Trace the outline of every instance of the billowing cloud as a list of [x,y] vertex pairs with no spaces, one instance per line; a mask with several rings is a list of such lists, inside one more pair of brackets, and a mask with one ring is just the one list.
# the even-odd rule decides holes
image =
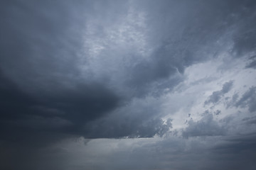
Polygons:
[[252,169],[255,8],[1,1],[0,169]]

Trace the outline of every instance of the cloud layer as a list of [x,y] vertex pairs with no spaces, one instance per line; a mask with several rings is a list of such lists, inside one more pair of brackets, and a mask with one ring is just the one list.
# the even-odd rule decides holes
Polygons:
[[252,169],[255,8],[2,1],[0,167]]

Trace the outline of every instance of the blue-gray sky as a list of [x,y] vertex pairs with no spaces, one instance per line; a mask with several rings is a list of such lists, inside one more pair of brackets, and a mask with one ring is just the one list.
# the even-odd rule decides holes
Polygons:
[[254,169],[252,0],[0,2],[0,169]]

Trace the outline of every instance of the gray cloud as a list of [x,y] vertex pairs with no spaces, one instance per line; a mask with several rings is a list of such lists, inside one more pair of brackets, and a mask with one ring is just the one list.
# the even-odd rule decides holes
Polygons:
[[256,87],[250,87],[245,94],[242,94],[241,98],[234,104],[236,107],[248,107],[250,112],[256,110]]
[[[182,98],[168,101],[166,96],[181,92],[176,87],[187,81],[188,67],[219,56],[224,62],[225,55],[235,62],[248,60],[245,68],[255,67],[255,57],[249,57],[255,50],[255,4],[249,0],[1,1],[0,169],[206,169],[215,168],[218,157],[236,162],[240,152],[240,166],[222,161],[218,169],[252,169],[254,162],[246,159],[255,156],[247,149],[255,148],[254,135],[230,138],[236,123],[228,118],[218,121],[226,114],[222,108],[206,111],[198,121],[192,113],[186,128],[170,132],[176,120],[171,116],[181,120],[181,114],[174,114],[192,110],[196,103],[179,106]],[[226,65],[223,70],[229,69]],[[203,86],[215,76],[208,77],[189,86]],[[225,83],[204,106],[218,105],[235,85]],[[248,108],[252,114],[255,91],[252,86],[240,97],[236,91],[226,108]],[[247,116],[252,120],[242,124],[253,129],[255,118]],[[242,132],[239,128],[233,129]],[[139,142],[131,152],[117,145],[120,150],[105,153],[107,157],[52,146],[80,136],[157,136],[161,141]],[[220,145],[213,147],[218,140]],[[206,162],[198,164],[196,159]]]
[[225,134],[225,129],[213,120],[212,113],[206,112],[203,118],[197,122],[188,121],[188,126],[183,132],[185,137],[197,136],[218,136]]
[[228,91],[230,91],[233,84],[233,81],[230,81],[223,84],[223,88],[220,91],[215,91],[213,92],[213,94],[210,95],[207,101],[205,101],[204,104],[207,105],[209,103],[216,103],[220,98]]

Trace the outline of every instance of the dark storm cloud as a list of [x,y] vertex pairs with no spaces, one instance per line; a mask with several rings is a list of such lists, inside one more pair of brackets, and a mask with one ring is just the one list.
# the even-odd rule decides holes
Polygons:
==
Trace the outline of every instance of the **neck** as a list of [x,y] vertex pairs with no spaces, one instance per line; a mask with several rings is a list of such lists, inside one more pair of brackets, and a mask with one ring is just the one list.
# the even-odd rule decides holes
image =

● **What this task involves**
Convert everything from the line containing "Trace the outline of every instance of the cloud" down to the line containing "[[254,169],[252,0],[0,2],[0,169]]" into a two-column CSV with the header instruction,outline and one row per item. Enclose each field in double quotes and replace any line breaks with spaces.

● **Exercise response**
instruction,outline
"Trace the outline of every instance of the cloud layer as a list of [x,y] vertex pairs with no spaces, one instance per line; a mask with several rings is a list of such lists, inside one more pair of brackets, and a mask with one ring is just the one list. # the even-odd rule decides holes Polygons:","[[252,169],[255,8],[2,1],[0,167]]"
"Trace the outline of every instance of the blue-gray sky as a list of [x,y] vertex pairs with no spaces, one instance per line; a mask with several rings is a list of such lists, inside one more pair of brackets, and a mask with one ring is just the one list. # the even-odd rule decides holes Polygons:","[[254,169],[252,0],[0,2],[0,169]]"